START EXCERPT PROVIDED

“You can never understand our pain,” said a young Kashmiri woman, head swathed in a black scarf. No word on earth can truly express the then state of her mind. This reflects just one of the many gory truths of lives of the people of the border villages in Kashmir. Once the paradise on earth is now often termed “the abode of pain”.
Some day, one village is massacred by the militants and on some other day, another one by the army. But to the India beyond Kashmir, the villages neither existed before nor do they do now. It is a tiny world of silent tragedies and invisible sufferings; sufferings that seldom make headlines.
There is a girl who wanders through the graveyard where her two brothers are buried, muttering to herself. There is a man wracked by guilt because in trying to be loyal to India, he condemned his neighbors and relatives to death. There is a mother who still curses herself for keeping her son home on an extra day of holiday-it proved to be his last. There is a widow who used to boil water in an empty pot to give her children false hope of dinner. These are some heart wrenching excerpts from the daily life of two border villages of Kupwara district. Many such villages and many such incidents add to the number that has never been counted.
Dragad-Teetwal, a village in border Karnah district, is devoid of basic amenities. The village comprising 105 households lacks any road connectivity, dispensary, ration depot and other facilities. The hospital is about 10 km away from the village. The nearest dispensary is at Gundishat, 3 km from the village. A ration depot exists about 4 km down the hill from the village. “People have to go down the mountain for food grains.” The brunt of partition has been most severely borne by the border villagers, many of whom have their close ones on the other side of the border; the situation being pretty much similar to the Israel-Palestine one. Just imagine not being in contact with your brother and sister since 58 years. Lekh Raj, a resident of Ari village (Mehndar, Jammu and Kashmir) fainted when he miraculously listened to his sister’s voice after 58 years. Many families are awaiting similar miracles.
At times villagers are exploited as forced labor by the army. During the Kargil war, villagers in Bhimbet were divided in three groups of 15 people each. Everyone was made to carry 30 kilos of military equipments on steep, snow covered slopes, without proper clothing and shoes. They had to return without food and medical assistance and many of them had severe frost bites.

END EXCERPT PROVIDED

## TASK INSTRUCTIONS
1 > According to the piece on Kashmir's border villages, how many households make up the village of Dragad-Teetwal?
2 > Carry on the piece on Kashmir's border villages from the point where it stops.

START RECORD EXCERPTS

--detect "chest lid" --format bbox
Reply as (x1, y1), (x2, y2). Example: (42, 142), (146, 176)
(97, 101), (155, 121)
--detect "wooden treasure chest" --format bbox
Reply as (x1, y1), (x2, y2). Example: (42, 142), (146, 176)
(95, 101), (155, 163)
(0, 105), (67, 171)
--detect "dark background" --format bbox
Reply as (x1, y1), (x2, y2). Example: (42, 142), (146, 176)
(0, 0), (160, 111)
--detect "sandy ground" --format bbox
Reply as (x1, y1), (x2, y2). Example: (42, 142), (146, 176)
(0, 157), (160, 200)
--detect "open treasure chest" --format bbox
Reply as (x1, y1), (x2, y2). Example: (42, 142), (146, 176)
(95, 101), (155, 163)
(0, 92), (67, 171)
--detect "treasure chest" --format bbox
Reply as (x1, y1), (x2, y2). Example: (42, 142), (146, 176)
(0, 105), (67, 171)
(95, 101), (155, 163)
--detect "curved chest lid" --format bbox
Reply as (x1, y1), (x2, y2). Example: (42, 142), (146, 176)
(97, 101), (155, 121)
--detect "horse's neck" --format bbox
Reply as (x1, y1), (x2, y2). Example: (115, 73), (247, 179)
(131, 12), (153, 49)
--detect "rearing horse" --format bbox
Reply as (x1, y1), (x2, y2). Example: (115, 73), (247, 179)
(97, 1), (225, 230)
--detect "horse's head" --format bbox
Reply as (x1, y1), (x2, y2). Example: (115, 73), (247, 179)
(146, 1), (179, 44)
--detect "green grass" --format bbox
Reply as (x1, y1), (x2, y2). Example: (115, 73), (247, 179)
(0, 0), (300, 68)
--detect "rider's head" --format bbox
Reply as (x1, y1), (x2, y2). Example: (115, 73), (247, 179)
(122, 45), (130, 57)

END RECORD EXCERPTS

## ANSWERS PROVIDED
1 > 105 households.

2 >
The trauma of migration, living in refugee camps in one’s native place, destruction of farms in shelling, torture by army personnel and constant threats by the militants make death seem better than life, at times. Bereft relatives can be seen sitting on either side of a river, crying like anything. Marriage ceremonies are often conducted without elders of the family, who are either on the other side or have been a victim of terrorism.
In another terrifying incident, a brother and sister were playing in a village in Kupwara district. A shell landed, slicing the girl’s leg off and killing her brother. There is an entire generation of children who have lost their childhood to the deafening sounds of bullets and blasts. There has been a surge in psychiatric and cardiac problems in children. The fate of these children is quite different from that of the contemporary world, shared only by those in other conflict stricken countries-Sierra Leone, Sarajevo, Bosnia, Iraq, Afghanistan etc.
This place can entertain any number of visitors and not a single of them will return dissatisfied.
But why does it fail to look after its residents?
Why is there a never ending (and never tended to) lack of basic amenities, human rights violation at times, constantly soaring number of widows and much more?
If pondered over seriously, it is one of the most sought after (and awaited) answers of today, relevant to many parts of the world.